## [Problem description]
Please reproduce all of the data below line for line, changing nothing.

## [Supplied records]
****************************************

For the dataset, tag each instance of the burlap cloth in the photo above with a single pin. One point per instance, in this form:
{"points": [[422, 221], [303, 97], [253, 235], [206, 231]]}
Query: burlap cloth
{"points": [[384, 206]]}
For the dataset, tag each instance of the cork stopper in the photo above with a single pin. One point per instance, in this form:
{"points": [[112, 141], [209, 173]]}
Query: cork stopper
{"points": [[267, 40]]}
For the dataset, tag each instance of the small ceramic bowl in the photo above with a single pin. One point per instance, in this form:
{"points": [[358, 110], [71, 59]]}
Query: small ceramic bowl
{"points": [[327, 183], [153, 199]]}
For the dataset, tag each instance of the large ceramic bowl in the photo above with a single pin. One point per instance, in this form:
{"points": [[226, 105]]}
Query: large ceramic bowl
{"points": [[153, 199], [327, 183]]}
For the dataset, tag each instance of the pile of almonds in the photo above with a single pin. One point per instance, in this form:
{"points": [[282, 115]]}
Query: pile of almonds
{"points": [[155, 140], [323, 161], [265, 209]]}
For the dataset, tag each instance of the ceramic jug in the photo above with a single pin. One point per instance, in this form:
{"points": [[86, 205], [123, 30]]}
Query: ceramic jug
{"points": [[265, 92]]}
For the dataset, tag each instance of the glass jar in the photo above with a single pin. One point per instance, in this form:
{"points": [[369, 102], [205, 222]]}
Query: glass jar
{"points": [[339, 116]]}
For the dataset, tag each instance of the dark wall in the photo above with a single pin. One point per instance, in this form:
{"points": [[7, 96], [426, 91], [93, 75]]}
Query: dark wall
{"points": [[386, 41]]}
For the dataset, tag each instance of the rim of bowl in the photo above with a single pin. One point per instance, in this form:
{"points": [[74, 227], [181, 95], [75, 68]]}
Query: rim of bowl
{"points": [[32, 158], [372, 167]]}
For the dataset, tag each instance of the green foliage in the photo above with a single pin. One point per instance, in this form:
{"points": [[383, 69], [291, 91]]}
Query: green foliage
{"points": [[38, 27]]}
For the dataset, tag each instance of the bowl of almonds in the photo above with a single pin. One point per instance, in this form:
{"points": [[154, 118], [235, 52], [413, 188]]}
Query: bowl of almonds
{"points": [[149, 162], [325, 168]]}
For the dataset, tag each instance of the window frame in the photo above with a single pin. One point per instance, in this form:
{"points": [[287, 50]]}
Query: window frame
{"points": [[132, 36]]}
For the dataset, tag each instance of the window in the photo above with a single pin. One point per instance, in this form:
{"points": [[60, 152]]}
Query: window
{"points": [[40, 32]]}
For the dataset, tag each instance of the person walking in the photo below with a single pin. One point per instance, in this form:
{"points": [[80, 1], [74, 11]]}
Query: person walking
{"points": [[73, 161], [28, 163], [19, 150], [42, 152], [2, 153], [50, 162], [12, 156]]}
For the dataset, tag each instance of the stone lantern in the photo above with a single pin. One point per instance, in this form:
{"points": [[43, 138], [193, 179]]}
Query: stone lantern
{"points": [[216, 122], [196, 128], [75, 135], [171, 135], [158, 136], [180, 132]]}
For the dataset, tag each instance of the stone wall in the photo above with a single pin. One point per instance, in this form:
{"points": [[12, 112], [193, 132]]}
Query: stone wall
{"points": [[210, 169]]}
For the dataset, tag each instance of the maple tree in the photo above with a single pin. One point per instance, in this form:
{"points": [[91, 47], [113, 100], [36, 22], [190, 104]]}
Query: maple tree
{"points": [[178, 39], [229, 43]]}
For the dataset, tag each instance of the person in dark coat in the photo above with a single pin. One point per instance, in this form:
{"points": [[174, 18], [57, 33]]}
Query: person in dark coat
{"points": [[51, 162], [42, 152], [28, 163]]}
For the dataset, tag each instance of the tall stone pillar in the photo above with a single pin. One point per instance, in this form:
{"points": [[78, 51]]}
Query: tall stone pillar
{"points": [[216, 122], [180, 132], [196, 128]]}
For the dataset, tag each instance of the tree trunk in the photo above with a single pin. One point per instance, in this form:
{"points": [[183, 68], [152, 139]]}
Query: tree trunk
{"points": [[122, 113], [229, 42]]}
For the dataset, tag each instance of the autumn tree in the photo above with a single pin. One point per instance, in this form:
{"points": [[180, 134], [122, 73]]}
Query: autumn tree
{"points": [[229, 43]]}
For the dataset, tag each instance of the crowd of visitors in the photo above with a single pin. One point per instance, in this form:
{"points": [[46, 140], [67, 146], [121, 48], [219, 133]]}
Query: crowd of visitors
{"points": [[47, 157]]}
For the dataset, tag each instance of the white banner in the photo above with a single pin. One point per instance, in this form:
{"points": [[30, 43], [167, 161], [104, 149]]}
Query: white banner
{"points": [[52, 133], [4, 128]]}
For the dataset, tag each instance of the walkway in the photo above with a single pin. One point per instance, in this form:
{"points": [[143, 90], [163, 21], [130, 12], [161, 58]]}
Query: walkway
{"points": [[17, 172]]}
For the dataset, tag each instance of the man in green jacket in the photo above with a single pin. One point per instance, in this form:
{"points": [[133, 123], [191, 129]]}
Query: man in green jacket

****************************************

## [In response]
For the dataset, tag each instance of the burlap cloth in the photo above with a single pin. One point per instance, in this form:
{"points": [[422, 221], [303, 97], [253, 235], [206, 231]]}
Query: burlap cloth
{"points": [[384, 206]]}
For the dataset, tag each instance of the cork stopper in the photo above with a single pin. One point per instance, in this form:
{"points": [[112, 141], [209, 173]]}
Query: cork stopper
{"points": [[267, 40]]}
For the dataset, tag each instance of the small ceramic bowl in the photo above with a single pin. One point per instance, in this form:
{"points": [[358, 110], [71, 59]]}
Query: small ceramic bowl
{"points": [[327, 183], [153, 199]]}
For the dataset, tag each instance of the large ceramic bowl in the photo above with a single pin. One point per instance, in this form:
{"points": [[226, 105]]}
Query: large ceramic bowl
{"points": [[153, 199], [327, 183]]}
For the dataset, tag each instance of the pile of almonds in the photo above with a single pin. One point per instance, in this form:
{"points": [[282, 115]]}
Query: pile of almonds
{"points": [[155, 140], [323, 161], [265, 209]]}
For the dataset, tag each instance of the ceramic jug in the photo above with a single pin. One point per instance, in this form:
{"points": [[86, 205], [123, 30]]}
Query: ceramic jug
{"points": [[265, 92]]}
For the dataset, tag each instance of the glass jar in the photo above with a single pin. One point per instance, in this form:
{"points": [[369, 102], [205, 222]]}
Query: glass jar
{"points": [[339, 116]]}
For the dataset, tag each instance of the dark wall in the photo above with a single pin. One point per instance, in this form:
{"points": [[7, 96], [426, 91], [93, 75]]}
Query: dark wall
{"points": [[386, 41]]}
For the dataset, tag each instance of the rim of bowl in the photo above with a single pin. One point per instance, in this form:
{"points": [[74, 227], [181, 95], [75, 68]]}
Query: rim of bowl
{"points": [[32, 158], [372, 167]]}
For the dataset, tag each instance of the green foliage in the photo above with a single pin. One point per instance, in this form:
{"points": [[383, 69], [291, 91]]}
Query: green foliage
{"points": [[38, 27]]}
For the dataset, tag each instance of the bowl of almonds in the photo above with a single pin. One point per instance, in this form:
{"points": [[154, 118], [235, 52], [413, 188]]}
Query: bowl of almonds
{"points": [[149, 162], [325, 168]]}
For the dataset, tag each instance of the window frame in the photo above with a single pin. One point per instance, in this form:
{"points": [[287, 50]]}
Query: window frame
{"points": [[132, 36]]}
For the dataset, tag each instance of the window in the photo above with a single pin. One point per instance, in this form:
{"points": [[60, 152]]}
Query: window
{"points": [[40, 32]]}
For the dataset, tag each instance of the person walking in the photo below with a single pin. One point per instance, in this form:
{"points": [[80, 1], [74, 11]]}
Query: person walking
{"points": [[73, 161], [28, 163], [19, 150], [42, 152], [2, 153], [50, 162], [12, 156]]}
For the dataset, tag each instance of the stone lantern in the photo above with a single pin. One point per instance, in this form:
{"points": [[43, 138], [193, 179]]}
Query: stone lantern
{"points": [[216, 122], [196, 128], [75, 135], [171, 135], [158, 136], [180, 132]]}
For the dataset, tag each instance of the stone wall in the photo above with a single pin. One point per instance, in this form:
{"points": [[12, 112], [193, 132]]}
Query: stone wall
{"points": [[210, 169]]}
For the dataset, tag each instance of the maple tree in the photo above with a single pin. One point per instance, in this form:
{"points": [[91, 47], [113, 100], [36, 22], [190, 104]]}
Query: maple tree
{"points": [[178, 39], [229, 43]]}
For the dataset, tag each instance of the person in dark coat in the photo above with a single pin. One point per instance, in this form:
{"points": [[174, 18], [57, 33]]}
Query: person in dark coat
{"points": [[51, 162], [42, 152], [28, 163]]}
For the dataset, tag each instance of the tall stone pillar in the photo above with a single pin. One point per instance, in this form:
{"points": [[78, 51]]}
Query: tall stone pillar
{"points": [[216, 122], [180, 132], [196, 128]]}
For the dataset, tag each instance of the tree trunk in the photo above with a single pin. One point per instance, in this form:
{"points": [[183, 68], [152, 139]]}
Query: tree trunk
{"points": [[122, 113], [229, 42]]}
For the dataset, tag each instance of the autumn tree in the photo above with a single pin. One point per instance, in this form:
{"points": [[180, 134], [122, 73]]}
Query: autumn tree
{"points": [[229, 43]]}
For the dataset, tag each instance of the crowd of visitors in the photo above with a single pin. One point per instance, in this form:
{"points": [[46, 140], [67, 146], [121, 48], [219, 133]]}
Query: crowd of visitors
{"points": [[47, 157]]}
For the dataset, tag each instance of the white banner in the photo above with a single pin. One point per instance, in this form:
{"points": [[30, 43], [167, 161], [104, 149]]}
Query: white banner
{"points": [[52, 133], [4, 128]]}
For the dataset, tag each instance of the walkway in the photo above with a single pin. One point per instance, in this form:
{"points": [[143, 90], [163, 21], [130, 12], [161, 58]]}
Query: walkway
{"points": [[17, 172]]}
For the dataset, tag each instance of the man in green jacket in the photo above with a single pin. One point per instance, in this form:
{"points": [[133, 123], [191, 129]]}
Query: man in green jacket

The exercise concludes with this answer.